(begin)

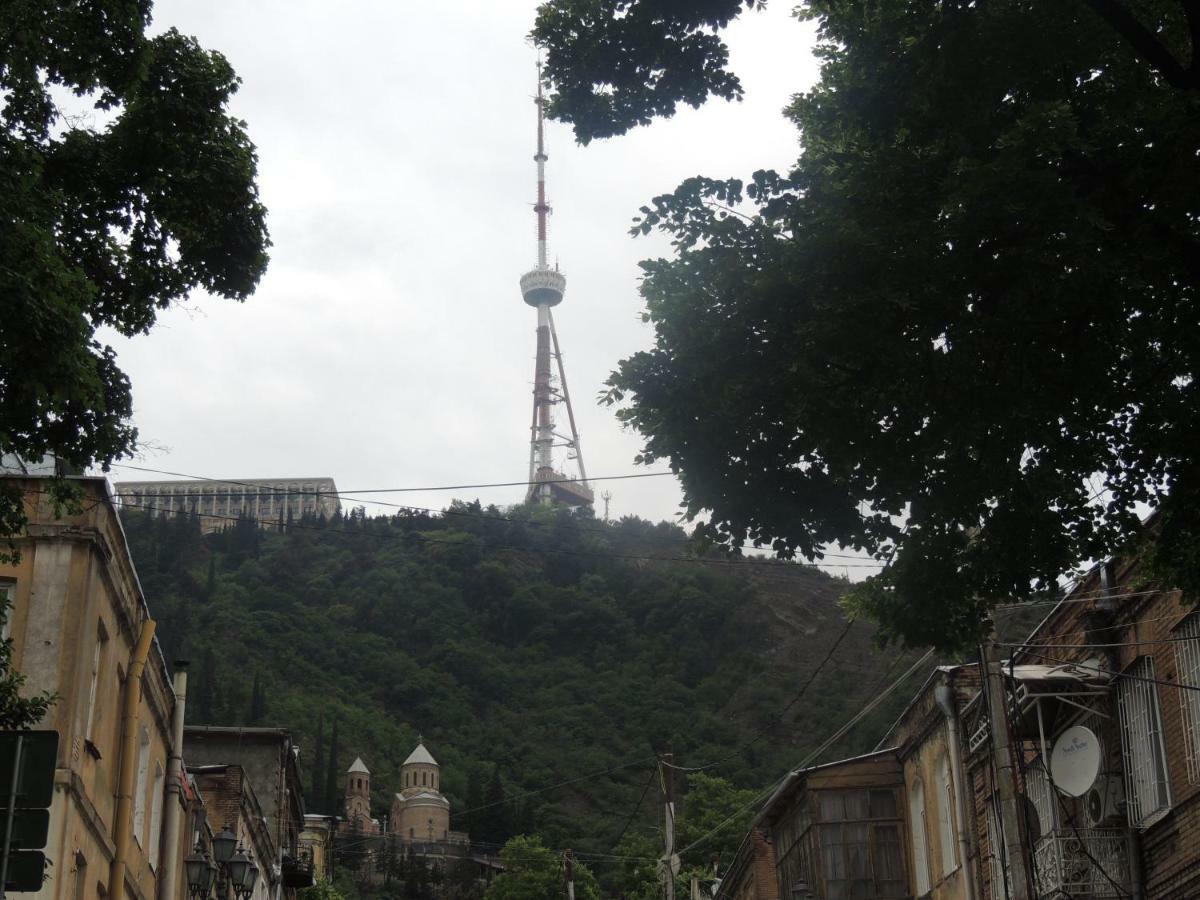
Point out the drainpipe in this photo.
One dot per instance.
(945, 697)
(168, 874)
(123, 821)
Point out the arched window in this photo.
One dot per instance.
(946, 816)
(917, 826)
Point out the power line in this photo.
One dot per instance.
(270, 491)
(401, 490)
(1086, 646)
(637, 808)
(568, 551)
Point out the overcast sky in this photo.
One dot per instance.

(end)

- [Problem]: Transcribe the text of every record above line for line, and leave the pictures out.

- [Right answer]:
Point out the drainpipe in this photo.
One dot per instance.
(945, 697)
(168, 874)
(123, 821)
Point out the arched window in this photo.
One dot per instance.
(946, 816)
(917, 826)
Point out the power line in this photo.
One dot per instance.
(270, 491)
(401, 490)
(1086, 646)
(637, 808)
(568, 551)
Point out the overcast sky in this photo.
One dot per instance.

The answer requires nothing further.